===== Task inputs =====

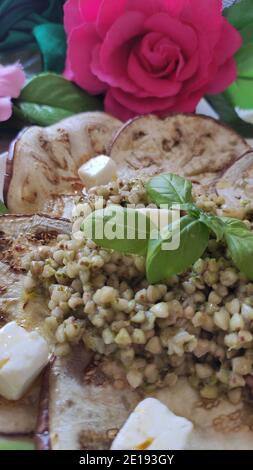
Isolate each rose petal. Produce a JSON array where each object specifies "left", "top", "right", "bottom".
[
  {"left": 68, "top": 24, "right": 107, "bottom": 94},
  {"left": 0, "top": 96, "right": 12, "bottom": 122},
  {"left": 140, "top": 33, "right": 179, "bottom": 71},
  {"left": 181, "top": 0, "right": 222, "bottom": 30},
  {"left": 125, "top": 0, "right": 168, "bottom": 15},
  {"left": 110, "top": 87, "right": 176, "bottom": 113},
  {"left": 145, "top": 13, "right": 198, "bottom": 57},
  {"left": 215, "top": 18, "right": 242, "bottom": 66},
  {"left": 79, "top": 0, "right": 103, "bottom": 23},
  {"left": 181, "top": 0, "right": 222, "bottom": 49},
  {"left": 0, "top": 64, "right": 25, "bottom": 98},
  {"left": 169, "top": 89, "right": 204, "bottom": 113},
  {"left": 176, "top": 52, "right": 199, "bottom": 81},
  {"left": 128, "top": 49, "right": 182, "bottom": 97},
  {"left": 106, "top": 85, "right": 203, "bottom": 121},
  {"left": 206, "top": 57, "right": 237, "bottom": 94},
  {"left": 97, "top": 0, "right": 128, "bottom": 37},
  {"left": 183, "top": 37, "right": 215, "bottom": 94},
  {"left": 64, "top": 0, "right": 83, "bottom": 35},
  {"left": 91, "top": 40, "right": 139, "bottom": 93},
  {"left": 105, "top": 89, "right": 136, "bottom": 121},
  {"left": 97, "top": 12, "right": 145, "bottom": 92}
]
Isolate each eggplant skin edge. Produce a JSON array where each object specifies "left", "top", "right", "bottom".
[{"left": 34, "top": 361, "right": 53, "bottom": 450}]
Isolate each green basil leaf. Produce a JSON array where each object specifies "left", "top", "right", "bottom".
[
  {"left": 206, "top": 93, "right": 253, "bottom": 137},
  {"left": 146, "top": 173, "right": 193, "bottom": 207},
  {"left": 199, "top": 214, "right": 225, "bottom": 241},
  {"left": 221, "top": 216, "right": 249, "bottom": 231},
  {"left": 223, "top": 0, "right": 253, "bottom": 30},
  {"left": 146, "top": 216, "right": 209, "bottom": 284},
  {"left": 0, "top": 201, "right": 8, "bottom": 214},
  {"left": 81, "top": 207, "right": 155, "bottom": 256},
  {"left": 224, "top": 227, "right": 253, "bottom": 280},
  {"left": 180, "top": 203, "right": 201, "bottom": 218},
  {"left": 13, "top": 73, "right": 103, "bottom": 127}
]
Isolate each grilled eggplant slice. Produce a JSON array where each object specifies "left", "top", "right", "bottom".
[
  {"left": 37, "top": 353, "right": 253, "bottom": 450},
  {"left": 36, "top": 347, "right": 140, "bottom": 450},
  {"left": 109, "top": 114, "right": 249, "bottom": 184},
  {"left": 0, "top": 214, "right": 71, "bottom": 436},
  {"left": 0, "top": 214, "right": 70, "bottom": 322},
  {"left": 216, "top": 150, "right": 253, "bottom": 218},
  {"left": 5, "top": 112, "right": 121, "bottom": 216}
]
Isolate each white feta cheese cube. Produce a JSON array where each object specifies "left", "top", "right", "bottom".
[
  {"left": 0, "top": 321, "right": 49, "bottom": 400},
  {"left": 111, "top": 398, "right": 193, "bottom": 450},
  {"left": 78, "top": 155, "right": 117, "bottom": 188}
]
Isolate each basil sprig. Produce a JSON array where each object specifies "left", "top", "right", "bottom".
[
  {"left": 199, "top": 213, "right": 225, "bottom": 242},
  {"left": 81, "top": 173, "right": 253, "bottom": 283},
  {"left": 146, "top": 173, "right": 193, "bottom": 206},
  {"left": 220, "top": 217, "right": 253, "bottom": 280},
  {"left": 146, "top": 216, "right": 209, "bottom": 284},
  {"left": 82, "top": 206, "right": 155, "bottom": 256}
]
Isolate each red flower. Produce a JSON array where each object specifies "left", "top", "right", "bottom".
[{"left": 64, "top": 0, "right": 242, "bottom": 121}]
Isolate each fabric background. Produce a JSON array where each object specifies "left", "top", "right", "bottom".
[{"left": 0, "top": 0, "right": 66, "bottom": 73}]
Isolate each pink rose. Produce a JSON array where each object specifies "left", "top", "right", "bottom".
[
  {"left": 0, "top": 63, "right": 25, "bottom": 122},
  {"left": 64, "top": 0, "right": 242, "bottom": 121}
]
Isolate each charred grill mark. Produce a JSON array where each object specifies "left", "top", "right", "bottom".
[
  {"left": 132, "top": 131, "right": 146, "bottom": 140},
  {"left": 27, "top": 230, "right": 58, "bottom": 244},
  {"left": 1, "top": 251, "right": 25, "bottom": 273},
  {"left": 83, "top": 362, "right": 108, "bottom": 386},
  {"left": 126, "top": 158, "right": 141, "bottom": 170},
  {"left": 213, "top": 410, "right": 246, "bottom": 433},
  {"left": 0, "top": 232, "right": 11, "bottom": 255},
  {"left": 22, "top": 176, "right": 38, "bottom": 204},
  {"left": 196, "top": 398, "right": 220, "bottom": 410},
  {"left": 78, "top": 429, "right": 118, "bottom": 450},
  {"left": 175, "top": 126, "right": 183, "bottom": 138},
  {"left": 39, "top": 131, "right": 70, "bottom": 171},
  {"left": 31, "top": 153, "right": 59, "bottom": 185},
  {"left": 87, "top": 124, "right": 108, "bottom": 154},
  {"left": 57, "top": 128, "right": 71, "bottom": 144}
]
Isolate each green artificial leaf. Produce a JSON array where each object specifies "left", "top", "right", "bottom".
[
  {"left": 224, "top": 70, "right": 253, "bottom": 109},
  {"left": 235, "top": 24, "right": 253, "bottom": 74},
  {"left": 81, "top": 206, "right": 155, "bottom": 256},
  {"left": 13, "top": 73, "right": 103, "bottom": 127},
  {"left": 17, "top": 102, "right": 73, "bottom": 127},
  {"left": 199, "top": 213, "right": 225, "bottom": 241},
  {"left": 224, "top": 224, "right": 253, "bottom": 280},
  {"left": 0, "top": 201, "right": 8, "bottom": 214},
  {"left": 223, "top": 3, "right": 253, "bottom": 109},
  {"left": 0, "top": 439, "right": 34, "bottom": 450},
  {"left": 206, "top": 94, "right": 253, "bottom": 137},
  {"left": 223, "top": 0, "right": 253, "bottom": 30},
  {"left": 146, "top": 173, "right": 193, "bottom": 207},
  {"left": 146, "top": 216, "right": 209, "bottom": 284}
]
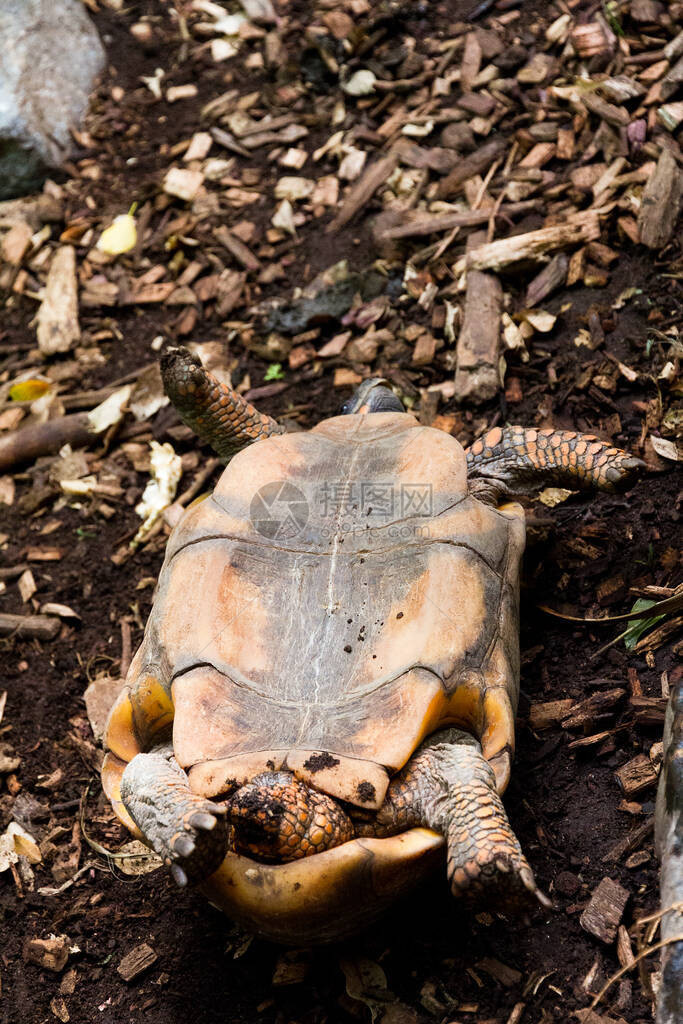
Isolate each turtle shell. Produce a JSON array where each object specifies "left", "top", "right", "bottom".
[{"left": 107, "top": 412, "right": 525, "bottom": 812}]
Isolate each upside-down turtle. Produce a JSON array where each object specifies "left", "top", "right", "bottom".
[{"left": 101, "top": 348, "right": 643, "bottom": 943}]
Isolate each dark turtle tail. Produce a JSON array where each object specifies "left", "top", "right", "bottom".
[
  {"left": 161, "top": 346, "right": 285, "bottom": 461},
  {"left": 227, "top": 771, "right": 355, "bottom": 862}
]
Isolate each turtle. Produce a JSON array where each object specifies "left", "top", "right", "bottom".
[{"left": 101, "top": 347, "right": 644, "bottom": 943}]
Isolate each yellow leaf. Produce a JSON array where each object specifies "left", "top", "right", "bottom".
[
  {"left": 96, "top": 213, "right": 137, "bottom": 255},
  {"left": 13, "top": 830, "right": 42, "bottom": 864},
  {"left": 9, "top": 379, "right": 50, "bottom": 402}
]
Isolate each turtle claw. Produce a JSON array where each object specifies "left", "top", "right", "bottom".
[
  {"left": 171, "top": 863, "right": 188, "bottom": 888},
  {"left": 120, "top": 748, "right": 229, "bottom": 887},
  {"left": 173, "top": 834, "right": 196, "bottom": 858},
  {"left": 448, "top": 848, "right": 549, "bottom": 917},
  {"left": 189, "top": 811, "right": 217, "bottom": 831},
  {"left": 164, "top": 802, "right": 229, "bottom": 885},
  {"left": 520, "top": 865, "right": 553, "bottom": 910}
]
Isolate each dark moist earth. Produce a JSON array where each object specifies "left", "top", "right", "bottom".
[{"left": 1, "top": 2, "right": 681, "bottom": 1023}]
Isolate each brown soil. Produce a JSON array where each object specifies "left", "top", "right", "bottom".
[{"left": 1, "top": 2, "right": 681, "bottom": 1023}]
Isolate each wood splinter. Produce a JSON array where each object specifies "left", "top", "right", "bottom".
[
  {"left": 454, "top": 230, "right": 502, "bottom": 405},
  {"left": 0, "top": 613, "right": 61, "bottom": 641},
  {"left": 580, "top": 877, "right": 629, "bottom": 944}
]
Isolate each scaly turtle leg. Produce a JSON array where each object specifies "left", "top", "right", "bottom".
[
  {"left": 229, "top": 730, "right": 548, "bottom": 913},
  {"left": 120, "top": 743, "right": 229, "bottom": 887},
  {"left": 466, "top": 425, "right": 644, "bottom": 496},
  {"left": 161, "top": 347, "right": 285, "bottom": 461},
  {"left": 162, "top": 350, "right": 407, "bottom": 459},
  {"left": 358, "top": 729, "right": 549, "bottom": 913}
]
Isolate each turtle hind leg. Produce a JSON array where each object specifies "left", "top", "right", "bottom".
[
  {"left": 466, "top": 425, "right": 645, "bottom": 496},
  {"left": 120, "top": 743, "right": 229, "bottom": 886},
  {"left": 160, "top": 346, "right": 285, "bottom": 461},
  {"left": 360, "top": 729, "right": 549, "bottom": 914}
]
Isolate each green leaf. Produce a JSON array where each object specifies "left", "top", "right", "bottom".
[
  {"left": 264, "top": 363, "right": 285, "bottom": 381},
  {"left": 602, "top": 1, "right": 624, "bottom": 35},
  {"left": 623, "top": 599, "right": 665, "bottom": 651}
]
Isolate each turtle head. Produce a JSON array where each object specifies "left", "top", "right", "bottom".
[{"left": 341, "top": 377, "right": 404, "bottom": 415}]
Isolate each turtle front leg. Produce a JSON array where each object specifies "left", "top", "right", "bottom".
[
  {"left": 161, "top": 346, "right": 285, "bottom": 461},
  {"left": 120, "top": 743, "right": 229, "bottom": 887},
  {"left": 359, "top": 729, "right": 549, "bottom": 913},
  {"left": 466, "top": 425, "right": 644, "bottom": 496}
]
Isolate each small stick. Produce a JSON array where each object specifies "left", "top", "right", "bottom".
[
  {"left": 0, "top": 413, "right": 95, "bottom": 472},
  {"left": 177, "top": 457, "right": 221, "bottom": 507},
  {"left": 506, "top": 1004, "right": 525, "bottom": 1024},
  {"left": 377, "top": 199, "right": 541, "bottom": 241},
  {"left": 452, "top": 216, "right": 601, "bottom": 274},
  {"left": 437, "top": 137, "right": 507, "bottom": 198},
  {"left": 590, "top": 934, "right": 683, "bottom": 1010},
  {"left": 487, "top": 182, "right": 509, "bottom": 243},
  {"left": 539, "top": 591, "right": 683, "bottom": 624},
  {"left": 328, "top": 150, "right": 399, "bottom": 232},
  {"left": 471, "top": 158, "right": 501, "bottom": 210},
  {"left": 119, "top": 619, "right": 132, "bottom": 680},
  {"left": 0, "top": 564, "right": 29, "bottom": 582},
  {"left": 0, "top": 613, "right": 61, "bottom": 640}
]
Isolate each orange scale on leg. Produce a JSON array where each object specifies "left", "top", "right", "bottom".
[{"left": 452, "top": 867, "right": 468, "bottom": 889}]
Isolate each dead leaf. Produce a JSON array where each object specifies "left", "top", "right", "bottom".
[{"left": 117, "top": 841, "right": 163, "bottom": 876}]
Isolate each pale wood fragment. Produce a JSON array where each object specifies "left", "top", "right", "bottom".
[
  {"left": 163, "top": 167, "right": 204, "bottom": 201},
  {"left": 580, "top": 878, "right": 629, "bottom": 943},
  {"left": 528, "top": 698, "right": 574, "bottom": 731},
  {"left": 637, "top": 149, "right": 682, "bottom": 250},
  {"left": 36, "top": 246, "right": 80, "bottom": 355},
  {"left": 615, "top": 754, "right": 659, "bottom": 796},
  {"left": 214, "top": 225, "right": 261, "bottom": 271},
  {"left": 0, "top": 613, "right": 61, "bottom": 640},
  {"left": 23, "top": 935, "right": 69, "bottom": 972},
  {"left": 454, "top": 231, "right": 501, "bottom": 405},
  {"left": 375, "top": 200, "right": 539, "bottom": 241},
  {"left": 436, "top": 137, "right": 506, "bottom": 198},
  {"left": 453, "top": 215, "right": 600, "bottom": 274},
  {"left": 328, "top": 151, "right": 398, "bottom": 232},
  {"left": 117, "top": 943, "right": 158, "bottom": 981},
  {"left": 1, "top": 221, "right": 32, "bottom": 265},
  {"left": 616, "top": 924, "right": 635, "bottom": 968}
]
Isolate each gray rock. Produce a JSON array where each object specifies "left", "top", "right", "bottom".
[{"left": 0, "top": 0, "right": 105, "bottom": 200}]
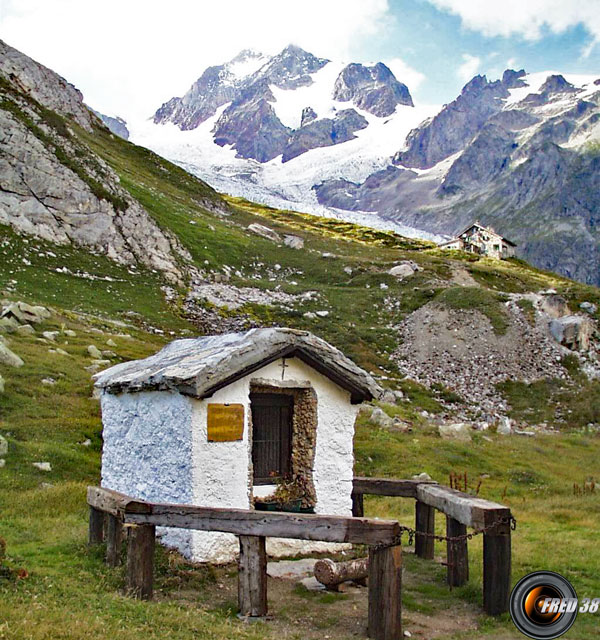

=====

Work request -
The answer must consist solely of the lines from the one with "Isolate each gray" through the final line of the data, each reproduced exactly and with pictures omitted.

Output for this exercise -
Isolate each gray rock. Produce a JSON array where each object specifies "left", "top", "right", "bottom".
[{"left": 0, "top": 0, "right": 105, "bottom": 200}]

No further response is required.